• Required task A:
In the passage on commit practices, rewrite the stretch from "To get a sense" through "of the feature.", changing "pull request" to "merge request".
• Required task B:
Answer these from the passage on commit practices:
(i) What should a commit containing changes to the data model not also contain?
(ii) When the author was not disciplined, what will a reviewer be better off looking at?
(iii) In what two senses can a review of commits take place?

• Quoted passage:
+ + +
Similar to the single responsibility principle3, commits should contain logically related changes. If you are trying to determine if a particular commit broke a feature, it can be challenging to test when an unrelated change in that commit causes other problems that cannot be pulled apart. A commit containing changes to your data model should not also contain changes to fix a bug in the UI.4

To get a sense of what this looks like, when reviewing a pull request, try to take a look at the commits within the branch (if you use branch-based development) one at a time, moving forward through them to see how the feature was assembled in each step. If the author was disciplined in the creation of their commits, you will get to see their “proof of work”5 in how they added each part of the feature.

If the author was NOT disciplined (or does not yet know the value of commits that follow these principles) you will instead become more confused as you try to follow the flow of changes where one commit introduces a change, the next commit modifies that change, and a third removes the change entirely. In these cases you will be better off going back to just looking at the changes made at the branch level rather than looking at each commit individually.6

Small

Commits should be small. The definition of small can be somewhat hard to define, but generally a developer will know a big commit when he or she sees one. This comes back to the ultimate goal of making commits understandable by someone who is reviewing them. This review could be in a formal “code review” sense in the form of a pull request, or in a triage sense where someone is trying to find the source of a problem in the system by looking at the git log. Our brains can only hold so much in working memory at a time, and anything beyond it drastically reduces comprehension.
+ + +
• Data section:
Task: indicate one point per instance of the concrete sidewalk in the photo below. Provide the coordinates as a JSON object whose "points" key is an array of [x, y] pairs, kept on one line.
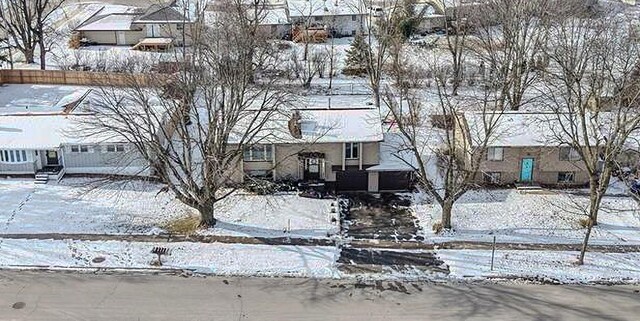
{"points": [[365, 244], [63, 296]]}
+ + +
• Written reply A:
To get a sense of what this looks like, when reviewing a merge request, try to take a look at the commits within the branch (if you use branch-based development) one at a time, moving forward through them to see how the feature was assembled in each step. If the author was disciplined in the creation of their commits, you will get to see their “proof of work”5 in how they added each part of the feature.

• Written reply B:
(i) Changes to fix a bug in the UI.
(ii) The changes made at the branch level, rather than each commit individually.
(iii) A formal "code review" sense, in the form of a pull request, or a triage sense, where someone tries to find the source of a problem by looking at the git log.